Instructions for the task:
In the blog post about preparing for the Epsom charity derby, which horse is named as this year's Epsom Derby winner?
— start Provided passage —
From journalist to jockey: I’ve got myself possibly the coolest gig going…

Hi everyone,

A lot has happened since I last blogged about my preparation for the Pertemps Willberry Charity Derby at Epsom (27 August — dear God, it’s less than five weeks away…!). In short, I have found myself riding out at one of the best yards anyone could wish to ever possibly visit, let alone ride at.

This all came about when Bob Champion called me saying “I’ve got you a trainer sorted. Come down to the Spring Meeting at Newmarket Racecourse and I can introduce you to him.”

So off I toddled one afternoon to be introduced to Charlie Appleby, who trains horses for racing giant, Godolphin, and who just so happened to train this year’s Epsom Derby winner, Masar.

A few weeks later at 4.20am, I typed in the postcode of the Moulton Paddocks yard from which Charlie runs his UK operation for Godolphin on the outskirts of Newmarket, and off I went.

I was completely crippled with nerves — it felt like my first day at school again. Would everyone laugh at how terrible a ‘jockey’ I was? Would I fall off? Would I get run away with? Would I ever be able to show my face at the yard ever again? I genuinely felt sick to my stomach.

Just one of the yards at Moulton Paddocks

There are no words to describe the set-up I was met by. If ever there was a place that would best represent horse heaven, this was it. There are several yards on the estate, all totally immaculate. Stables with shavings beds made to perfection. Horses with coats so shiny, you could see your face in them. A number of private gallops — grass and all-weather over varying distances. And staff — loads of them!
— end Provided passage —
— start Data —
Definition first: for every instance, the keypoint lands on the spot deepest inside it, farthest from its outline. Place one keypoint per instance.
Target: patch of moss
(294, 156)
— end Data —
Response to the task:
Masar.